RECORDS PROVIDED:

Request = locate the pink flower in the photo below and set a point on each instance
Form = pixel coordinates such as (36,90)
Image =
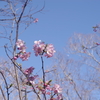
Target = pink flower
(57,89)
(49,50)
(41,48)
(36,20)
(21,45)
(29,71)
(24,56)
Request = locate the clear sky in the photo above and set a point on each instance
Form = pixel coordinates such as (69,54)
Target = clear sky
(57,22)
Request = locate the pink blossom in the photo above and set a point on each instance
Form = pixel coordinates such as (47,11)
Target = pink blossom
(41,48)
(49,50)
(21,45)
(57,89)
(15,58)
(36,20)
(24,56)
(29,71)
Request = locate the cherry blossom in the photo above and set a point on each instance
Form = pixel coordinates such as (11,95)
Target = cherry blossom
(36,20)
(57,89)
(28,71)
(41,48)
(24,56)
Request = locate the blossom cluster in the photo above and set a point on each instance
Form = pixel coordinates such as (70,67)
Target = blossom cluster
(22,51)
(96,28)
(30,77)
(40,48)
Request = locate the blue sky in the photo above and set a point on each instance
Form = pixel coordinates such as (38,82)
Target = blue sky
(57,22)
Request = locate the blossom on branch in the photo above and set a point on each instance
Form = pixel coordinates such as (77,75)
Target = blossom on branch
(29,71)
(24,56)
(41,48)
(36,20)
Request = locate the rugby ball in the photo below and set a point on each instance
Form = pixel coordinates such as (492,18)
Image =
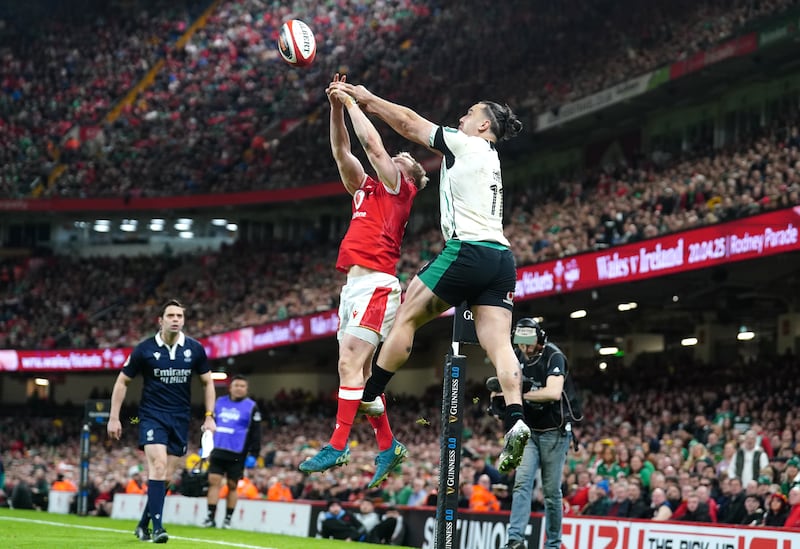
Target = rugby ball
(296,43)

TASK STATEMENT:
Update every one of the records above so that "set a point" becomes "place a marker" wherever it occurs, keeping everything else the same. Leave the pictures out of the result.

SOLUTION BELOW:
Request = locate the pink flower in the photo below and place a marker on each instance
Form = pixel coordinates such as (36,90)
Image =
Target = pink flower
(57,89)
(49,50)
(41,48)
(36,20)
(21,45)
(29,71)
(24,56)
Request = locate the clear sky in the photo above and place a marker on each instance
Form = pixel coordinates such as (69,54)
Target = clear sky
(57,22)
Request = locate the pink blossom in the photo above and place a marker on each instance
Form = pixel coordinates such as (47,11)
Target = pink blossom
(41,48)
(49,50)
(21,45)
(57,89)
(15,58)
(36,20)
(24,56)
(29,71)
Request = locate the cherry blossom in the photo above and place a marker on each instance
Form = pixel coordinates such as (11,95)
Target = cherry blossom
(36,20)
(57,89)
(28,71)
(41,48)
(24,56)
Request = locate the blossom cluster in the photo above and place a marker on each instance
Form = pixel coordinates such as (70,67)
Target = blossom cluster
(22,51)
(96,28)
(30,77)
(40,48)
Request = locate the blue sky in the photo above and place a marker on each instance
Form = pixel coordinates such as (38,82)
Target = blue sky
(57,22)
Request = locate the blossom on branch in the photo above and place a marker on each instance
Form = pixel coordinates such as (77,75)
Target = blossom on branch
(29,71)
(24,56)
(41,48)
(36,20)
Request = locate the rugby ball in the photo below and place a marker on each instance
Form = pixel coordinates such as (492,18)
Image =
Target = rugby ball
(296,43)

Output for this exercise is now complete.